▶ _Study text_:
Updated: 2009-03-30 07:53
(China Daily)

China's multi-billion-dollar recycling industry was one of the first casualties of the global recession.

The drop in the price of recycled materials was so sharp that boatloads of scrap shipped from Europe and the US were virtually worthless by the time they reached China. Many Chinese recyclers, who would have preferred to send the scrap back, honored their contracts and lost their shirts.

In towns like Guiyu, made famous by "60 Minutes", and Houbajia, outside Beijing, migrant workers who made small fortunes ripping apart computers and other e-waste were suddenly out of business.

This is not entirely bad news.

The recycling business followed a classic, boom-and-bust trajectory. Each year, China produced 5 million tons of iron and steel, 200,000 tons of non-ferrous metals, 14 million tons of waste paper, and voluminous amounts of glass and plastic available for recycling. Recycled materials helped to augment China's limited resources, but there were not enough materials domestically.

As a result, more than 70 percent of the materials came from abroad, often borne by ships that delivered China's exports and would otherwise have returned empty.

By 2003, China was the world's largest importer of recyclable materials. Last year alone, China imported 11.6 million tons of scrap paper and cardboard from the US, up from 2.1 million tons in 2000.

The human cost was high. Unskilled workers heated circuit boards over coal fires to extract the minerals, or dipped silicon chips in acid baths to remove the protective coating.

Farmers in cities like Dongyang claimed that pollution was causing increased rates of cancer, miscarriages, and deformed births.

And the damage to the environment has been incalculable. Mountains of smoldering e-waste surround the primitive recycling sites, polluting the air and leaching toxic elements into the groundwater.

▶ _Exercise requirements_:
Reproduce the stretch of the recycling article from "And the damage" through "into the groundwater.", word for word. The lines after this point are separate material and have no connection to the article on China's recycling industry.

▶ _Given information_:
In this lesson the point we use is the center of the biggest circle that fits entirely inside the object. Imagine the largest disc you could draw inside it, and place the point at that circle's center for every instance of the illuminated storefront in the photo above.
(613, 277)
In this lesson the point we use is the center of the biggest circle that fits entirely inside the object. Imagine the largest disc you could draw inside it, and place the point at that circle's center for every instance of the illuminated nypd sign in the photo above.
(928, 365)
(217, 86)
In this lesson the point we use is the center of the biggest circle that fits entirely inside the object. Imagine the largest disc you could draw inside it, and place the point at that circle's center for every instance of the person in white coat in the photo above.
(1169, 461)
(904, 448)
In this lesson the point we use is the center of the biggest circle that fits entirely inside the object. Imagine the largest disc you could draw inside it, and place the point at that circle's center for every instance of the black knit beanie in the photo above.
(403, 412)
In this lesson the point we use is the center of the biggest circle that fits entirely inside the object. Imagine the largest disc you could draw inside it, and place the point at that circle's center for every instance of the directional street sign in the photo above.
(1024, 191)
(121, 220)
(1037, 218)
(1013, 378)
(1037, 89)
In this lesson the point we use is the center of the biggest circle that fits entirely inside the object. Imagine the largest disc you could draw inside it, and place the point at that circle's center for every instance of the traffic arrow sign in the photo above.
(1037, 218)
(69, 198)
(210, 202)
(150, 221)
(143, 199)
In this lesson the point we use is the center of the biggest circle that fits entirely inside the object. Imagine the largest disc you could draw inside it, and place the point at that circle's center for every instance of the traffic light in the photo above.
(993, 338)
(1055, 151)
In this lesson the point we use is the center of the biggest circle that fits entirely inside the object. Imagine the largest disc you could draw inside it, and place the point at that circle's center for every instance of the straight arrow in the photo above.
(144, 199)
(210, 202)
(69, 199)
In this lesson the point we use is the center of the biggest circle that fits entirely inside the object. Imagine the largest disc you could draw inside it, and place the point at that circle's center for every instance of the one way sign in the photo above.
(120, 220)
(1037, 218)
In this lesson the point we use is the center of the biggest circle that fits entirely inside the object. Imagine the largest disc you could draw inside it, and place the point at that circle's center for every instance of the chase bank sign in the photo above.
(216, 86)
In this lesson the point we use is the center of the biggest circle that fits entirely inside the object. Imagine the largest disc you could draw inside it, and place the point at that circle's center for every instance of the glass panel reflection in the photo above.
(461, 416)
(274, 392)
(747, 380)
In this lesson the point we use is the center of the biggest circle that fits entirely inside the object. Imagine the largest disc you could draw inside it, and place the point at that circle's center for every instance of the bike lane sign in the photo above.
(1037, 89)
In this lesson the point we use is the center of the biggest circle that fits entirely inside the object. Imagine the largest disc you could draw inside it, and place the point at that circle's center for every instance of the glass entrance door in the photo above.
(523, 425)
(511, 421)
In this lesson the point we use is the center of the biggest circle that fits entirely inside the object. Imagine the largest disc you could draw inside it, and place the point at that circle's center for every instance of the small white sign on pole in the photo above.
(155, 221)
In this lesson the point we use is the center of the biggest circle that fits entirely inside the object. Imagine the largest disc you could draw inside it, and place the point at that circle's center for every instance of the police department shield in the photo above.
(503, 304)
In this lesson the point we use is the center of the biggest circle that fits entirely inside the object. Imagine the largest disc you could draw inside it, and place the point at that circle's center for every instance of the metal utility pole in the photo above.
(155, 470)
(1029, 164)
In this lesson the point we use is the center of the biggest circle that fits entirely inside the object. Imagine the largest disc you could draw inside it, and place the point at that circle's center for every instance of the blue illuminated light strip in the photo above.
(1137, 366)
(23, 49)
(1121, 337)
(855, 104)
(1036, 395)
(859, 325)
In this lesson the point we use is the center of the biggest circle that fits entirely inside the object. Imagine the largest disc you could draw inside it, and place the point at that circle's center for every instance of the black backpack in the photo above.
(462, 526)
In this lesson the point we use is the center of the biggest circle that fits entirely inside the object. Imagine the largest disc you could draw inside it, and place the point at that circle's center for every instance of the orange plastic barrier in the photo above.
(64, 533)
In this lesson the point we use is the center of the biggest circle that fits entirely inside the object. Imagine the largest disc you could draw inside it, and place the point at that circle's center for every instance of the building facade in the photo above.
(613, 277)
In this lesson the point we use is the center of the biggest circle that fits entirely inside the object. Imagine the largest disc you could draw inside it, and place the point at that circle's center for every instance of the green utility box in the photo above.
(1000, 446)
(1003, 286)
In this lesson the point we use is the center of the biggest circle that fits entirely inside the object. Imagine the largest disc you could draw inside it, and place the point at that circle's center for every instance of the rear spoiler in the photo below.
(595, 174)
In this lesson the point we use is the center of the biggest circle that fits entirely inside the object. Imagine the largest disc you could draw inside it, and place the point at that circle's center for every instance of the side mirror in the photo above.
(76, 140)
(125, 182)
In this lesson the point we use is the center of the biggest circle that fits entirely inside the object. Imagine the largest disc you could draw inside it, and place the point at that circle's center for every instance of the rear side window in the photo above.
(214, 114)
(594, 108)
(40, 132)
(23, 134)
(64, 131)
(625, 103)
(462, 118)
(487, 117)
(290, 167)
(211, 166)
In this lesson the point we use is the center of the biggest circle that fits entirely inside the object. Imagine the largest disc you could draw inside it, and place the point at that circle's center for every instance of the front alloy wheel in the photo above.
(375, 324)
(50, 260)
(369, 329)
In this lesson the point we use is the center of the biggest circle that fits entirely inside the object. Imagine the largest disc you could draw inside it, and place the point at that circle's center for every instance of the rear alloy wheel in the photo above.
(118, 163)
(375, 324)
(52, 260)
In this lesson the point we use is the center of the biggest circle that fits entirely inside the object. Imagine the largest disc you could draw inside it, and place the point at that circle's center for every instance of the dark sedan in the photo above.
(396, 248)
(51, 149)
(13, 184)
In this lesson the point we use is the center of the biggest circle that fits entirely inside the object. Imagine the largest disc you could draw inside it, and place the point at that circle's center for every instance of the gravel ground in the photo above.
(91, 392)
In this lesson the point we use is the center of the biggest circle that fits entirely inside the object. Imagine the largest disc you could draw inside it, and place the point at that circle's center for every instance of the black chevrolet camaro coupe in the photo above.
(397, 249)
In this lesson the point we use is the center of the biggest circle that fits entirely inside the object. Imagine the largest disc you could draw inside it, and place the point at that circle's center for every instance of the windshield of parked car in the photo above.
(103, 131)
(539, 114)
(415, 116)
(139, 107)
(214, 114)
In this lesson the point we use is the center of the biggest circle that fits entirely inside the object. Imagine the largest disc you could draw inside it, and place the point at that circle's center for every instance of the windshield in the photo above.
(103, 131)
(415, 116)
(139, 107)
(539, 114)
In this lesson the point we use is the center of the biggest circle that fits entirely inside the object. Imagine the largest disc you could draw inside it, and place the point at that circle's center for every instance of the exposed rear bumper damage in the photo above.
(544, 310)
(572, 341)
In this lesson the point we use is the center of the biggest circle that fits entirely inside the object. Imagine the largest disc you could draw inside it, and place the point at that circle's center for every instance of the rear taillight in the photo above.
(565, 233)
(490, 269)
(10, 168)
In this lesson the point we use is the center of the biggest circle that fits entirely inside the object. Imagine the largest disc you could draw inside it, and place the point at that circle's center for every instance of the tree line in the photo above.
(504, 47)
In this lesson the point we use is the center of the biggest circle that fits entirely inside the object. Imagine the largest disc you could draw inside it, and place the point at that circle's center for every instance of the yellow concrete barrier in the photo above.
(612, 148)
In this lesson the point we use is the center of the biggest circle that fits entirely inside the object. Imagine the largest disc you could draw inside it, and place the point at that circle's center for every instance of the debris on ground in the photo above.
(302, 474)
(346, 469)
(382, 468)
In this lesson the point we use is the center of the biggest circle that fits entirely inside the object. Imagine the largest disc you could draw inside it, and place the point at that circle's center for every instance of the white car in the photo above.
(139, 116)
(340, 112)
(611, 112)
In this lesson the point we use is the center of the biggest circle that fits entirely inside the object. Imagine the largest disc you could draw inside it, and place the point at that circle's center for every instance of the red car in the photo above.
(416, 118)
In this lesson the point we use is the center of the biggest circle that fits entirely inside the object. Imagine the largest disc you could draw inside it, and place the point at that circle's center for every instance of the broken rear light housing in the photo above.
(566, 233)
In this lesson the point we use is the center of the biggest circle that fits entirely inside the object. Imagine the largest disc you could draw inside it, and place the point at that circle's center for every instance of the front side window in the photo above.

▶ _Exercise answer_:
And the damage to the environment has been incalculable. Mountains of smoldering e-waste surround the primitive recycling sites, polluting the air and leaching toxic elements into the groundwater.